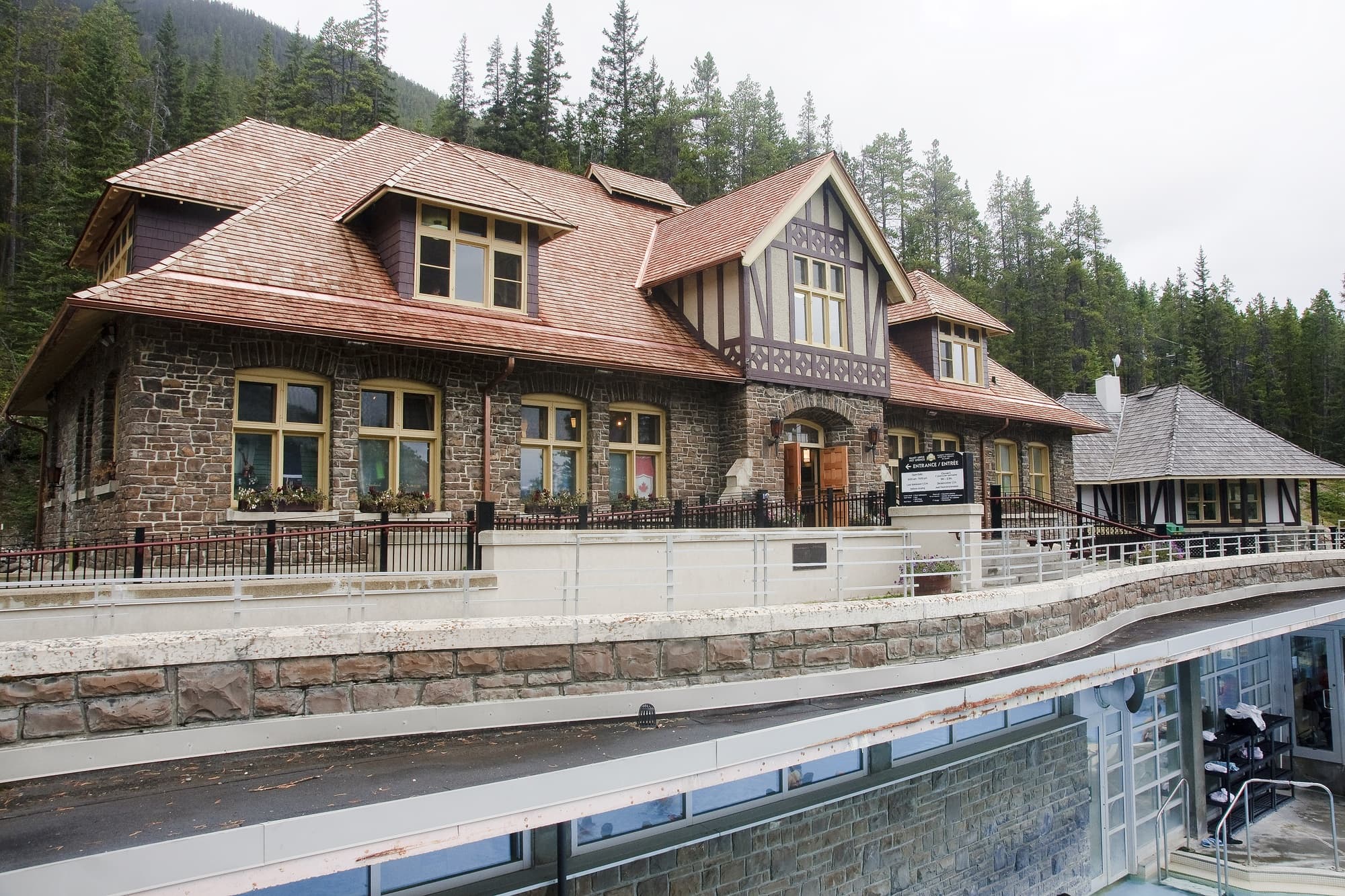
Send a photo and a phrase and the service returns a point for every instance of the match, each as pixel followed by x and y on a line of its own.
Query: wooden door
pixel 793 471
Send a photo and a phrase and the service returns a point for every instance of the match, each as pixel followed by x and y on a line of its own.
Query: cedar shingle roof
pixel 287 264
pixel 1175 432
pixel 1008 396
pixel 723 228
pixel 209 173
pixel 937 300
pixel 626 184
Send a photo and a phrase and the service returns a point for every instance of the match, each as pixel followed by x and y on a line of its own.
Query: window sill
pixel 266 516
pixel 430 516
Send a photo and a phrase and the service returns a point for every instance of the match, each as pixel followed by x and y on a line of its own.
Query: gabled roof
pixel 1007 396
pixel 742 224
pixel 625 184
pixel 1175 432
pixel 443 173
pixel 933 299
pixel 209 173
pixel 287 264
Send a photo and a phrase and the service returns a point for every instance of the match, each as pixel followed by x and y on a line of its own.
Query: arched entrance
pixel 812 469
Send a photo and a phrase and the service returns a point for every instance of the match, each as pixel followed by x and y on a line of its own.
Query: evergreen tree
pixel 618 104
pixel 267 85
pixel 543 92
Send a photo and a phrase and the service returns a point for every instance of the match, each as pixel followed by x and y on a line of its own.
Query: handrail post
pixel 271 546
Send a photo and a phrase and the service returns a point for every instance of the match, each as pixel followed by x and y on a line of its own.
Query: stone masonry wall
pixel 1013 822
pixel 107 701
pixel 176 428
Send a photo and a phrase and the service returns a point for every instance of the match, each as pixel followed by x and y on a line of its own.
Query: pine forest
pixel 93 89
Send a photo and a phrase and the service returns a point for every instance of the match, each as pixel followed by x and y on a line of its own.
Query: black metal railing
pixel 270 551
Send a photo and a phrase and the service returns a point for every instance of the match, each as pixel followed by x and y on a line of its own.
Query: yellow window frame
pixel 397 432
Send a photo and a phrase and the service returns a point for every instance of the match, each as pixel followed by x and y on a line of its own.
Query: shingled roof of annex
pixel 290 261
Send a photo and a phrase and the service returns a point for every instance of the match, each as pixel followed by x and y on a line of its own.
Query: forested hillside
pixel 95 89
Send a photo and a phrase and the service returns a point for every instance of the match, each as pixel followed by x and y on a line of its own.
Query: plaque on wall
pixel 937 478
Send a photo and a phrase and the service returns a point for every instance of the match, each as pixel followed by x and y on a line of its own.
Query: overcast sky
pixel 1187 124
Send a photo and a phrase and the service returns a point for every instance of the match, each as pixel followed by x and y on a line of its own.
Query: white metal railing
pixel 595 571
pixel 1222 858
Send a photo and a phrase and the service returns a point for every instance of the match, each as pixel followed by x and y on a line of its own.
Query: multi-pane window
pixel 399 438
pixel 945 442
pixel 1039 473
pixel 1007 466
pixel 1203 501
pixel 636 454
pixel 116 259
pixel 552 446
pixel 1235 501
pixel 960 353
pixel 818 303
pixel 280 430
pixel 470 257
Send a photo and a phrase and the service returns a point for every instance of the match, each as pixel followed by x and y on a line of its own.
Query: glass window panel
pixel 301 462
pixel 1042 709
pixel 531 471
pixel 734 792
pixel 348 883
pixel 650 430
pixel 303 404
pixel 252 460
pixel 414 467
pixel 474 225
pixel 535 423
pixel 435 251
pixel 619 475
pixel 825 768
pixel 419 412
pixel 974 727
pixel 376 409
pixel 564 466
pixel 258 401
pixel 646 475
pixel 913 744
pixel 568 424
pixel 449 862
pixel 436 217
pixel 375 473
pixel 623 821
pixel 470 278
pixel 434 282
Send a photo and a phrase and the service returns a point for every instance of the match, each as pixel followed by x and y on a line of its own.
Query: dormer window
pixel 470 257
pixel 116 257
pixel 960 353
pixel 818 303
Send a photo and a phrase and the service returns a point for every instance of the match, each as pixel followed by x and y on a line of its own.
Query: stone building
pixel 396 314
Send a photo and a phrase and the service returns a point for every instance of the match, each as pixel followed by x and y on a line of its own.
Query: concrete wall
pixel 1015 821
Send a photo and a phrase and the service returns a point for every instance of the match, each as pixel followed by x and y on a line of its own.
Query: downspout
pixel 486 428
pixel 42 477
pixel 985 477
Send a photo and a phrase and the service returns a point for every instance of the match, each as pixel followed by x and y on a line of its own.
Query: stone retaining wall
pixel 93 702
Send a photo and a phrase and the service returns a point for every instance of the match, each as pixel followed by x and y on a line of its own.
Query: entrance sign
pixel 937 478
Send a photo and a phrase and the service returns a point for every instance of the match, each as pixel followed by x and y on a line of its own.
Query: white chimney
pixel 1109 393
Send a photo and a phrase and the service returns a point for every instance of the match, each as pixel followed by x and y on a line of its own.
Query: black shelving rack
pixel 1276 763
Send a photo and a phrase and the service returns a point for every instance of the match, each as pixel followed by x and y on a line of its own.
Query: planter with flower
pixel 544 501
pixel 931 575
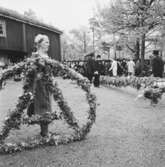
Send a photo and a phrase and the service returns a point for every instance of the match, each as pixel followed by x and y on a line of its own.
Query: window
pixel 2 28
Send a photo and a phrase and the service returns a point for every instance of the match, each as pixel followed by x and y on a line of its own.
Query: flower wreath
pixel 14 120
pixel 151 90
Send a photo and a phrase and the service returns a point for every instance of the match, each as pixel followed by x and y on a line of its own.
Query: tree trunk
pixel 142 51
pixel 137 49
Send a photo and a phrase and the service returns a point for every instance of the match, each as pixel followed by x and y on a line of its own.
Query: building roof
pixel 14 15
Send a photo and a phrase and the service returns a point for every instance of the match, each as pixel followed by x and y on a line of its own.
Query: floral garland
pixel 151 89
pixel 13 121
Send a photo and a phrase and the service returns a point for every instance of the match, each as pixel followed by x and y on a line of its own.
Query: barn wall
pixel 13 39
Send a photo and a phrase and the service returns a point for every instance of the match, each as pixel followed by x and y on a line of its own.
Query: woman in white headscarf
pixel 42 95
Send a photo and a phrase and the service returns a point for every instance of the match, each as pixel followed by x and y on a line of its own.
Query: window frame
pixel 3 24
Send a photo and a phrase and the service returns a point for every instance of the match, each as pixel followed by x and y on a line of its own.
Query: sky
pixel 63 14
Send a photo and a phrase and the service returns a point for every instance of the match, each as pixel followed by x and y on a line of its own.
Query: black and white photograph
pixel 82 83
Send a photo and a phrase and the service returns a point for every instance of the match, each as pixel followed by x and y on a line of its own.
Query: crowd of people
pixel 92 67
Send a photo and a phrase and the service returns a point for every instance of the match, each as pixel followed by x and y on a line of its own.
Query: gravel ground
pixel 127 132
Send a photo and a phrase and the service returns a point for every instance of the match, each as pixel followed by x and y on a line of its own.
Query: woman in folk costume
pixel 114 67
pixel 40 90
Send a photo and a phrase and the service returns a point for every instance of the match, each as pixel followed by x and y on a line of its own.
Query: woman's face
pixel 44 45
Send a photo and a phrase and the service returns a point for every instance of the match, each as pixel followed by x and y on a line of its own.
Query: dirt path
pixel 127 133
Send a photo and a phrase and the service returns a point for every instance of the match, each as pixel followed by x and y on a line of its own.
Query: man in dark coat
pixel 99 70
pixel 157 65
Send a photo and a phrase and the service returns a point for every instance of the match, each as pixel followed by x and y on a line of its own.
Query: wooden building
pixel 17 34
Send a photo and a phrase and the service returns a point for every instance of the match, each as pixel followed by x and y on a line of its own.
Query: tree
pixel 133 17
pixel 81 39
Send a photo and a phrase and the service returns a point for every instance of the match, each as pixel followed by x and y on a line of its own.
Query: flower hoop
pixel 14 120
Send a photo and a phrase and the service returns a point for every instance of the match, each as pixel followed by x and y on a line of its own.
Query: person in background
pixel 113 67
pixel 98 71
pixel 89 66
pixel 42 96
pixel 131 67
pixel 157 65
pixel 137 68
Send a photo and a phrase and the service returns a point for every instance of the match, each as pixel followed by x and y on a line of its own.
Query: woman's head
pixel 42 42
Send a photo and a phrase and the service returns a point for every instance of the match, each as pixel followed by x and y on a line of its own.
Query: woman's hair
pixel 39 38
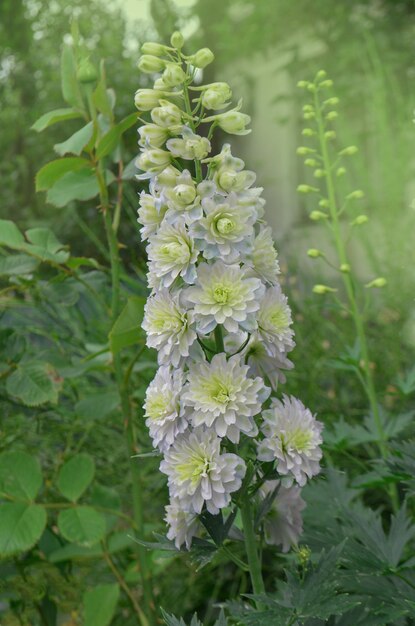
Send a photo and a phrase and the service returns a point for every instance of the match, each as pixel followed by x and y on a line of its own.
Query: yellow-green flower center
pixel 194 468
pixel 297 439
pixel 225 225
pixel 221 294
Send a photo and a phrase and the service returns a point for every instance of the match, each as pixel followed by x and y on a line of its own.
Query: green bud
pixel 146 99
pixel 216 96
pixel 331 101
pixel 377 282
pixel 356 195
pixel 156 49
pixel 202 58
pixel 314 253
pixel 306 189
pixel 86 72
pixel 149 64
pixel 173 75
pixel 316 216
pixel 331 115
pixel 348 151
pixel 177 40
pixel 303 150
pixel 360 219
pixel 321 290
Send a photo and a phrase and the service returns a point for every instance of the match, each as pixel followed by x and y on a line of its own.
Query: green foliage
pixel 100 604
pixel 75 476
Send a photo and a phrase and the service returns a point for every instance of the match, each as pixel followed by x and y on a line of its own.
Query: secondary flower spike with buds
pixel 217 315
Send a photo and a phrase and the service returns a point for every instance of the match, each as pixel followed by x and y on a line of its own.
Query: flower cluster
pixel 217 315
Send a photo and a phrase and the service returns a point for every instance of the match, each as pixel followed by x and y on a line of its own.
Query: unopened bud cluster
pixel 216 315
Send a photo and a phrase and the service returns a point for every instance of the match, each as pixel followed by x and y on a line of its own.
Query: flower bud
pixel 202 58
pixel 173 75
pixel 146 99
pixel 356 195
pixel 233 122
pixel 331 115
pixel 360 219
pixel 313 253
pixel 86 72
pixel 348 151
pixel 216 96
pixel 153 48
pixel 184 194
pixel 377 282
pixel 168 114
pixel 318 215
pixel 153 160
pixel 150 64
pixel 321 290
pixel 306 189
pixel 153 135
pixel 177 40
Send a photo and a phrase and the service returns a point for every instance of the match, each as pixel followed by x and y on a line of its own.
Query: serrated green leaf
pixel 81 185
pixel 17 265
pixel 21 526
pixel 127 328
pixel 34 384
pixel 20 475
pixel 70 87
pixel 75 476
pixel 82 524
pixel 45 245
pixel 100 604
pixel 77 142
pixel 110 140
pixel 53 117
pixel 54 170
pixel 10 235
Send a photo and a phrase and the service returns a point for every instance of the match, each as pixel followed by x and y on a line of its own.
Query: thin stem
pixel 124 587
pixel 219 339
pixel 350 290
pixel 251 548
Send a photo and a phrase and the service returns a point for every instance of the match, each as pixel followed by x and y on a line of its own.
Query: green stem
pixel 125 402
pixel 251 548
pixel 350 290
pixel 220 347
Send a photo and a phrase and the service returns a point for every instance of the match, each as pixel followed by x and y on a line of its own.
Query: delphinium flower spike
pixel 216 315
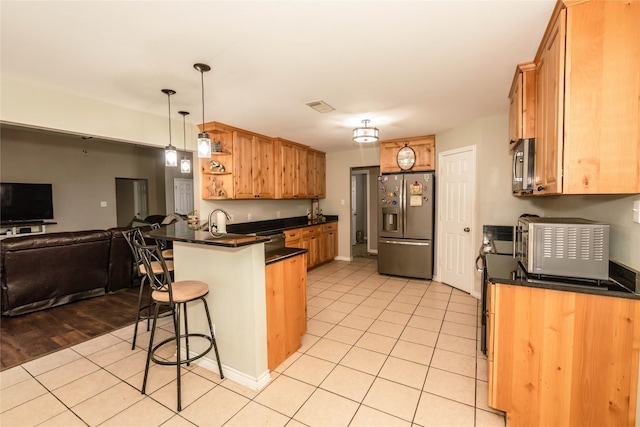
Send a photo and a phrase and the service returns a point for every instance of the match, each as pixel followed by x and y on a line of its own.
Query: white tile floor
pixel 379 351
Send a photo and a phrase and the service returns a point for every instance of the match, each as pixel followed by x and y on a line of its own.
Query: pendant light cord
pixel 184 130
pixel 202 86
pixel 169 99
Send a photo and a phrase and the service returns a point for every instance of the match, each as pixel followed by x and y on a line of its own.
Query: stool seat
pixel 167 253
pixel 182 291
pixel 175 296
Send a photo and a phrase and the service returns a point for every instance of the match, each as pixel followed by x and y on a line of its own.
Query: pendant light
pixel 185 163
pixel 204 141
pixel 365 133
pixel 170 153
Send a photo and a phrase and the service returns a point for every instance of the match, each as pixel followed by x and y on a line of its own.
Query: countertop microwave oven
pixel 567 247
pixel 523 171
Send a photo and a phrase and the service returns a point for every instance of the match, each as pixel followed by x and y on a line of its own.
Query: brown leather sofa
pixel 46 270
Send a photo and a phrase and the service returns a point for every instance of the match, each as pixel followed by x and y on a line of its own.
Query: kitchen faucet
pixel 210 222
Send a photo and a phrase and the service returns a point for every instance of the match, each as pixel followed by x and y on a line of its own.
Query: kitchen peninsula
pixel 233 265
pixel 561 354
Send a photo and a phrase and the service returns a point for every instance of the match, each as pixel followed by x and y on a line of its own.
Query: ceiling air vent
pixel 320 106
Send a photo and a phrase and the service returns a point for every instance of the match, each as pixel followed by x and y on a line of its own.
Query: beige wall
pixel 80 180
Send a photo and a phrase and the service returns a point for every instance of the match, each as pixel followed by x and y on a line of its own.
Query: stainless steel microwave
pixel 567 247
pixel 523 171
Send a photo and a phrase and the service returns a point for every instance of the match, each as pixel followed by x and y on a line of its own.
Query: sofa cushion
pixel 46 270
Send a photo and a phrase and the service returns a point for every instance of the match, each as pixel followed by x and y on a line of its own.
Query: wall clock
pixel 406 158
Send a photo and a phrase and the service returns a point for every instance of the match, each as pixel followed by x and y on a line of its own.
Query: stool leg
pixel 176 325
pixel 186 332
pixel 153 332
pixel 213 337
pixel 135 325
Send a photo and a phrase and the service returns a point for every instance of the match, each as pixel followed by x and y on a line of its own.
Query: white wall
pixel 42 108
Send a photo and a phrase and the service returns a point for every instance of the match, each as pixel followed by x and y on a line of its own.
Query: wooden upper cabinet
pixel 291 169
pixel 260 167
pixel 263 165
pixel 549 96
pixel 602 93
pixel 217 171
pixel 423 146
pixel 588 114
pixel 316 174
pixel 522 103
pixel 253 165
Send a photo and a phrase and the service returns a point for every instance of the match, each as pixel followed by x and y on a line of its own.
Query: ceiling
pixel 411 67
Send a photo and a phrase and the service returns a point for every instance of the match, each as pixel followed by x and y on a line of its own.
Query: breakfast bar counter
pixel 233 266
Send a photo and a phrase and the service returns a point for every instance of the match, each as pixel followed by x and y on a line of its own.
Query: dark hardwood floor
pixel 26 337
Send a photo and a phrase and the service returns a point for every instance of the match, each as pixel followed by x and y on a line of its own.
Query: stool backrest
pixel 131 236
pixel 151 256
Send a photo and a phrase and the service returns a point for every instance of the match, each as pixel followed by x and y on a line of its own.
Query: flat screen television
pixel 24 202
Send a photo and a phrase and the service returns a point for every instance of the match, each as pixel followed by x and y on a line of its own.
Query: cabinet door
pixel 263 174
pixel 286 170
pixel 522 104
pixel 242 165
pixel 302 160
pixel 550 99
pixel 286 308
pixel 316 174
pixel 602 91
pixel 320 175
pixel 515 107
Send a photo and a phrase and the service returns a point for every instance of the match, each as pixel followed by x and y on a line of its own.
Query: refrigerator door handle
pixel 403 201
pixel 399 242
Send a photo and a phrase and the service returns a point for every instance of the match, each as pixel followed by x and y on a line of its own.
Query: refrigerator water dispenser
pixel 390 219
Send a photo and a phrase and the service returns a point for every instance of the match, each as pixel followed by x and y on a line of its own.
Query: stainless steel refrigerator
pixel 405 224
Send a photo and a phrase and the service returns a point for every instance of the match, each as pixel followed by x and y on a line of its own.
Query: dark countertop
pixel 280 254
pixel 505 269
pixel 273 226
pixel 182 232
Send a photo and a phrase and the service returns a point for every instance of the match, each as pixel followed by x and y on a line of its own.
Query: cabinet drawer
pixel 310 231
pixel 333 226
pixel 293 234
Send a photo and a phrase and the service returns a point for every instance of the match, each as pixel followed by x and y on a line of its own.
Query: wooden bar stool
pixel 175 296
pixel 132 236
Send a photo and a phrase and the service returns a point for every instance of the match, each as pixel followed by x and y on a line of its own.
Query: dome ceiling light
pixel 365 134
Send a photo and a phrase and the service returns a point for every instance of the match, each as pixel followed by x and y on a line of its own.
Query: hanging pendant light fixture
pixel 365 133
pixel 170 153
pixel 185 163
pixel 204 141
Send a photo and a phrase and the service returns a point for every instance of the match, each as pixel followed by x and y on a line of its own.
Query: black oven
pixel 496 239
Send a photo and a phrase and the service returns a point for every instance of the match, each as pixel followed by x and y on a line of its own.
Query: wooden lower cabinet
pixel 560 358
pixel 286 288
pixel 321 242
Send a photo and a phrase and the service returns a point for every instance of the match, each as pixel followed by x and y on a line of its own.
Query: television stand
pixel 24 228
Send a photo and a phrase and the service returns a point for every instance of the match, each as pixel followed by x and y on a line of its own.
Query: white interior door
pixel 456 205
pixel 354 201
pixel 140 198
pixel 183 195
※ ※ ※
Reproduce verbatim the stretch from the start of the data through the line containing "pixel 793 471", with both ends included. Leave the pictures out of your answer.

(Completed exercise):
Send a photo and a phrase and the service returns a point for every instance of the match, each as pixel followed by x and y on a line of its own.
Query: wooden door
pixel 793 471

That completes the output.